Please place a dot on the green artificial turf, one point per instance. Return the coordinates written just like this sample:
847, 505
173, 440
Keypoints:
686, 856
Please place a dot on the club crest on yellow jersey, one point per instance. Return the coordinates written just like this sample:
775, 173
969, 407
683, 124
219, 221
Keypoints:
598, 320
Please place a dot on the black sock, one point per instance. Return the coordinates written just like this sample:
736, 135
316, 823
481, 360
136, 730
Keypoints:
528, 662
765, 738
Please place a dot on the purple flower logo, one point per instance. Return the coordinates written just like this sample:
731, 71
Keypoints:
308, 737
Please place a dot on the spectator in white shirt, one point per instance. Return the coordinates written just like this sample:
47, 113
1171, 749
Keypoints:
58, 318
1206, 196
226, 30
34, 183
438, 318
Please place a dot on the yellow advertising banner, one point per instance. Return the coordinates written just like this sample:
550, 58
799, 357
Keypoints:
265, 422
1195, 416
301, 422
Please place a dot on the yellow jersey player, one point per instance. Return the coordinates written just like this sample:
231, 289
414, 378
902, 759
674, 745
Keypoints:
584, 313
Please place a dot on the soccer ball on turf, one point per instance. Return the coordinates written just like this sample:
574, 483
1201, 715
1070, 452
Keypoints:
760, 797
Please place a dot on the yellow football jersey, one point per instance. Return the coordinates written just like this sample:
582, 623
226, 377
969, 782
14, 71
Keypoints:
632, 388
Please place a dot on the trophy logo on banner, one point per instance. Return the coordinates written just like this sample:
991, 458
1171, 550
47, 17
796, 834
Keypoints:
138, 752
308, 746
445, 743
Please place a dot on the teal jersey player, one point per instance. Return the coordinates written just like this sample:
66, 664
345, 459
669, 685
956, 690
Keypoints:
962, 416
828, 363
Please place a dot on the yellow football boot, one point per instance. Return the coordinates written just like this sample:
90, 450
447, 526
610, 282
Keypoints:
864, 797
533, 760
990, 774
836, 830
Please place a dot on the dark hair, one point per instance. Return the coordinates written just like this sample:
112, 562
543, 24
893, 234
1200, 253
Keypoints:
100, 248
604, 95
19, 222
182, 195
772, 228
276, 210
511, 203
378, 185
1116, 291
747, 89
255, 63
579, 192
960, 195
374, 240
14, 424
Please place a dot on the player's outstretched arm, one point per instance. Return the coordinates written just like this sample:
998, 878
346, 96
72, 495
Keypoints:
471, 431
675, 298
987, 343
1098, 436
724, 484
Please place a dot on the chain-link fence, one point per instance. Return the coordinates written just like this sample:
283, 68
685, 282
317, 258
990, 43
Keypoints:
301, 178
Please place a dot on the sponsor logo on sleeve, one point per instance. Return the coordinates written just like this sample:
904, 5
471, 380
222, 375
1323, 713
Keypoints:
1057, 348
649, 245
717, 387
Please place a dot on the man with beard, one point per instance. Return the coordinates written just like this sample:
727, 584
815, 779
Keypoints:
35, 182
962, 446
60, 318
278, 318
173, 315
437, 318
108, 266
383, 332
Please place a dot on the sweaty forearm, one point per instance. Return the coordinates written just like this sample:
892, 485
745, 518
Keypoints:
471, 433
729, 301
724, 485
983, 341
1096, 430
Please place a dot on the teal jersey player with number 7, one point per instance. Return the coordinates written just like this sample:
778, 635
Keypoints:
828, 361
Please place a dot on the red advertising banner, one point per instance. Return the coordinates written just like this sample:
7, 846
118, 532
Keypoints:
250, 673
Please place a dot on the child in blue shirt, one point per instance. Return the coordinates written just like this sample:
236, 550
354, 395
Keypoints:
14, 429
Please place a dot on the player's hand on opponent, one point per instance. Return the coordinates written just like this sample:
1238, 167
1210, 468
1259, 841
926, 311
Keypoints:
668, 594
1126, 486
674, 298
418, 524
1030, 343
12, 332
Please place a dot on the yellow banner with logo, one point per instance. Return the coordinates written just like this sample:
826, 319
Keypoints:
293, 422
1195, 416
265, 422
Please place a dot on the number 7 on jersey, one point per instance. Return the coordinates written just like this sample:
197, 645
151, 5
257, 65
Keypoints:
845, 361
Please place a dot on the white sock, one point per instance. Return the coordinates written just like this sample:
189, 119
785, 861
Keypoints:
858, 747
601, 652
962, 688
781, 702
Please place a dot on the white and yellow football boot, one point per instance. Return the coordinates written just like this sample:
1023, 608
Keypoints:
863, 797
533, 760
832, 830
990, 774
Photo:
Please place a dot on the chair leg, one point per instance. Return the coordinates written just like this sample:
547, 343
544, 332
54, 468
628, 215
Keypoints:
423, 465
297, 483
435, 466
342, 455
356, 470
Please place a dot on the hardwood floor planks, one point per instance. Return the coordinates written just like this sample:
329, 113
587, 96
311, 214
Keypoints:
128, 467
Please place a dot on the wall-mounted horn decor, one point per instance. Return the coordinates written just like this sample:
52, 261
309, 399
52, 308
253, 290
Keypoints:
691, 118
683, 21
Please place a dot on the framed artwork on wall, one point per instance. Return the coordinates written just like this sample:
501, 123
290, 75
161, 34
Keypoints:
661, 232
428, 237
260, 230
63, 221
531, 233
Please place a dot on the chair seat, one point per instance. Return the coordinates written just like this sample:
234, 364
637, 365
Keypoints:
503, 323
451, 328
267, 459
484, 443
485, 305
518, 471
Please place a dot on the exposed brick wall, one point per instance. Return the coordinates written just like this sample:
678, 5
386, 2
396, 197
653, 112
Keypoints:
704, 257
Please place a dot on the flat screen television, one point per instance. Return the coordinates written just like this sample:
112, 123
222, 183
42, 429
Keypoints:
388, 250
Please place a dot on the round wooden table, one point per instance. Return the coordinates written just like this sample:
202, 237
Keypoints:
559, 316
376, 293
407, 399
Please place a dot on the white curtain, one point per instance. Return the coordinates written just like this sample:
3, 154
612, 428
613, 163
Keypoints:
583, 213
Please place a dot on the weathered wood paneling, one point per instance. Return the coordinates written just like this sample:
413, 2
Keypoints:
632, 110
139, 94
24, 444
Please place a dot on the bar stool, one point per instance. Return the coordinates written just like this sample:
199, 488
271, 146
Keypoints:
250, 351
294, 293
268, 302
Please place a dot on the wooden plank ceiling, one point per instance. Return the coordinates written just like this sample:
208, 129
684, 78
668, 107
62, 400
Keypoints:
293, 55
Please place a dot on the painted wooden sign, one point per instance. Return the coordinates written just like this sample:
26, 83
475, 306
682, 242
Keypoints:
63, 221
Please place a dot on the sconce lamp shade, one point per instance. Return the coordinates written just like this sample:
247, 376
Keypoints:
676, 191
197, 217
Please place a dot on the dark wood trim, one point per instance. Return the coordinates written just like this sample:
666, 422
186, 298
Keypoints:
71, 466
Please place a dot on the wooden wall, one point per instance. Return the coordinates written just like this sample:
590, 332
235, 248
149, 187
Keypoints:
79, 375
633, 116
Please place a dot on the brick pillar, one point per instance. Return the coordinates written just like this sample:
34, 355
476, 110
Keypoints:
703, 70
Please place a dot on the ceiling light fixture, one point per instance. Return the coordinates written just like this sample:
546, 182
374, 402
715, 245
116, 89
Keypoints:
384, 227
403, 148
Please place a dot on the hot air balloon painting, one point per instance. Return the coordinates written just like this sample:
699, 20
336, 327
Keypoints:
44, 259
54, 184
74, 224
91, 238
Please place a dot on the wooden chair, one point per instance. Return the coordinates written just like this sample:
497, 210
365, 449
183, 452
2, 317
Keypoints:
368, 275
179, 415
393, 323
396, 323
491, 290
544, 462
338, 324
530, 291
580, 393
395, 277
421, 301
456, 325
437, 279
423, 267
* * * *
WORK INSTRUCTIONS:
Repeat all of the records above exactly as they appear.

CORRECT OUTPUT:
Please place a dot on the green artificial turf, one point per instance. Return the coordinates written just like this sample:
847, 505
173, 440
Keypoints:
686, 856
Please place a dot on the club crest on yellow jersey, one point per instance. Return the coordinates written just like this sample:
775, 173
969, 407
683, 124
219, 221
Keypoints:
598, 320
Please place a dot on the black sock, one point per instance. Return the coordinates written just like this sample:
736, 135
316, 823
481, 360
136, 730
Keypoints:
528, 662
765, 738
Please place a dot on the purple flower logo, one point per instance. Return the coordinates written just like this sample:
731, 71
Keypoints:
308, 737
Please place a dot on the spectator in white shirt, one point per instance. Return the coordinates written just like this sample:
47, 113
1171, 749
Keypoints:
58, 318
1206, 196
226, 30
34, 183
438, 318
Please place a dot on the yellow advertising banner, one point per instance. Return the coordinates written just like this sample:
550, 58
799, 357
Keypoints:
265, 422
1195, 416
301, 422
Please place a dot on the yellow jersey player, one point per instance. Return the coordinates written just like this sample:
231, 289
414, 378
902, 759
674, 745
Keypoints:
584, 313
Please place a dot on the soccer ball on turf, one point per instance. Return the coordinates written just like this sample:
574, 483
1201, 715
1070, 452
Keypoints:
760, 797
Please place a dot on the yellow football jersey, one point per instance. Return the coordinates written just like this sample:
582, 623
226, 377
969, 782
14, 71
Keypoints:
632, 388
Please place a dot on the trophy logo on banner, one point per instance. Return the coordinates written just like this sample:
991, 458
1171, 550
47, 17
796, 834
Keypoints:
138, 752
308, 746
445, 743
Please place a dot on the teal jersey player, one point per instance. Return the coordinates written just like this sample:
66, 664
345, 459
669, 685
956, 690
Keypoints:
962, 416
828, 363
Please place a dot on the yellow football boot, one point per instance. Return the coordinates written just like this sample:
90, 450
447, 526
610, 282
Keypoints:
864, 797
533, 760
990, 774
836, 830
Please place a dot on the dark hair, one point per instance. Return the coordinates written just like this sample:
112, 562
543, 24
893, 234
1200, 253
Keypoints:
100, 248
604, 95
19, 222
182, 195
772, 228
276, 210
511, 203
378, 185
1116, 291
747, 89
255, 63
579, 192
960, 195
374, 240
14, 424
Please place a dot on the player's outstretched arm, one point per instance. Return the coordinates written just like this sample:
998, 878
346, 96
72, 495
Keypoints:
471, 431
675, 298
987, 343
1098, 436
724, 484
Please place a dot on the chain-link fence, one point per instance. Return the coordinates written just like this sample:
283, 68
685, 282
317, 258
990, 43
Keypoints:
301, 178
Please place a dot on the sponsor logo on sleeve, one point per instance. Return the coordinates written just like this sample:
904, 5
471, 380
222, 375
1323, 713
Keypoints:
1057, 348
649, 245
717, 387
Please place a dot on the man with beard, one point per instance. Return the coordinates written just like this sample:
727, 584
815, 779
Keypoints:
35, 182
962, 446
60, 318
278, 318
173, 315
437, 318
108, 266
383, 332
Please place a dot on the sweaty forearm, one point per instance. Return the coordinates written just like this sample:
892, 485
745, 518
Keypoints:
471, 433
729, 301
724, 485
983, 341
1096, 430
Please place a dot on the teal jersey player with number 7, one point per instance. Return the coordinates written just like this sample:
778, 635
Keypoints:
828, 361
Please place a dot on the red advertising banner, one point per instance. Return the coordinates written just like this sample:
7, 846
118, 532
Keypoints:
250, 673
Please place a dot on the child in blue shirt, one point per instance. Return the coordinates written just like this sample:
236, 550
354, 395
Keypoints:
14, 429
Please place a dot on the player's hand on opponent, one point per instance. Return the coordinates written just like this sample:
1238, 167
1210, 468
1259, 841
926, 311
Keypoints:
668, 594
1126, 486
674, 298
418, 524
1030, 343
12, 332
Please place a dot on the yellow banner with logo, one point per instance. Return the coordinates written just like this sample:
826, 319
Keypoints:
293, 422
1195, 416
265, 422
Please place a dot on the number 7 on jersey, one point per instance. Return the coordinates written just like this sample:
197, 645
151, 5
257, 65
Keypoints:
845, 361
Please place a dot on the white sock, one point per instance. Return the coordinates written just like this sample:
189, 119
785, 861
Keypoints:
858, 747
601, 652
962, 688
781, 702
Please place a dot on the white and yellow football boot, one point per instance. Return the coordinates written just like this sample:
1023, 608
Keypoints:
863, 797
533, 760
832, 830
990, 774
Photo:
Please place a dot on the chair leg, one point per instance. Return the coordinates written just like this sample:
547, 343
544, 332
54, 468
628, 215
Keypoints:
423, 465
297, 483
435, 466
342, 455
356, 470
Please place a dot on the hardwood floor planks, one point per instance. Return the coordinates written just like this sample:
329, 113
587, 96
311, 214
Keypoints:
128, 467
Please place a dot on the wall-mounted horn decor, one point per instance. Return the coordinates written just like this sample:
52, 261
309, 399
52, 308
253, 290
Keypoints:
691, 118
683, 21
Please place a dot on the framed artwork on wall, one point per instance. Return the coordinates written just like this sample:
501, 123
290, 75
161, 34
Keypoints:
661, 232
428, 237
260, 230
63, 221
531, 233
Please place a dot on the chair seat, one point per instance. Return the coordinates written just like this sample:
234, 364
637, 365
Keypoints:
503, 323
451, 328
267, 459
484, 443
485, 305
518, 471
Please place a dot on the exposed brick wall, one point per instance. Return the coordinates written just like this sample:
678, 5
386, 2
396, 197
653, 112
Keypoints:
704, 257
Please place a dot on the flat screen television, one point per instance. Return the coordinates written just like this sample:
112, 123
222, 183
42, 429
Keypoints:
388, 250
Please place a dot on the round wooden table, one point per instance. Return the coordinates written just like this sample:
202, 237
Keypoints:
559, 316
376, 293
407, 399
Please place a dot on the white curtain, one point per instance. Return the coordinates written just like this sample:
3, 154
612, 428
613, 163
Keypoints:
583, 213
Please place a dot on the weathered wood paneling, one point per instance. Return the coordinates written just like this sample:
413, 2
Keypoints:
632, 110
139, 94
24, 444
Please place a dot on the bar stool, one point per instance. Return the coordinates written just like this sample:
199, 488
271, 146
Keypoints:
250, 351
294, 293
268, 302
Please place a dot on the wooden plank ceiling, one point per instance. Return the coordinates written just like this sample:
208, 129
684, 78
668, 107
62, 400
Keypoints:
293, 55
Please place a dot on the painted wooden sign, one point per instance. Return the coordinates written just like this sample:
26, 83
475, 306
682, 242
Keypoints:
63, 221
Please place a dot on the sconce lamp shade, one point per instance. Return the coordinates written just like this sample:
247, 376
Keypoints:
676, 191
197, 217
Please place a dot on the dark wood trim, one point per instance. Return the coordinates written just like this sample:
666, 422
186, 298
Keypoints:
71, 466
Please place a dot on the wooden wall, one point per instance. Return the coordinates written just like this sample:
590, 332
235, 248
149, 187
Keypoints:
79, 375
633, 116
Please place a dot on the brick pillar, one point per instance. Return the coordinates written just like this sample:
34, 355
476, 110
Keypoints:
703, 70
Please place a dot on the ceiling light fixture, one point per instance. Return the coordinates written just like this sample:
546, 182
374, 402
715, 245
116, 89
Keypoints:
384, 227
403, 148
Please place a dot on the hot air balloon painting, one point per instance. Return the coordinates written just like this sample:
699, 20
336, 327
Keypoints:
44, 259
54, 184
74, 224
91, 238
Please place a dot on the wooden chair, one point per instance. Return the coordinates written just like this sample:
497, 210
365, 449
183, 452
2, 317
Keypoints:
368, 275
179, 415
393, 323
396, 323
491, 290
544, 462
338, 324
530, 291
580, 393
395, 277
421, 301
456, 325
437, 279
423, 267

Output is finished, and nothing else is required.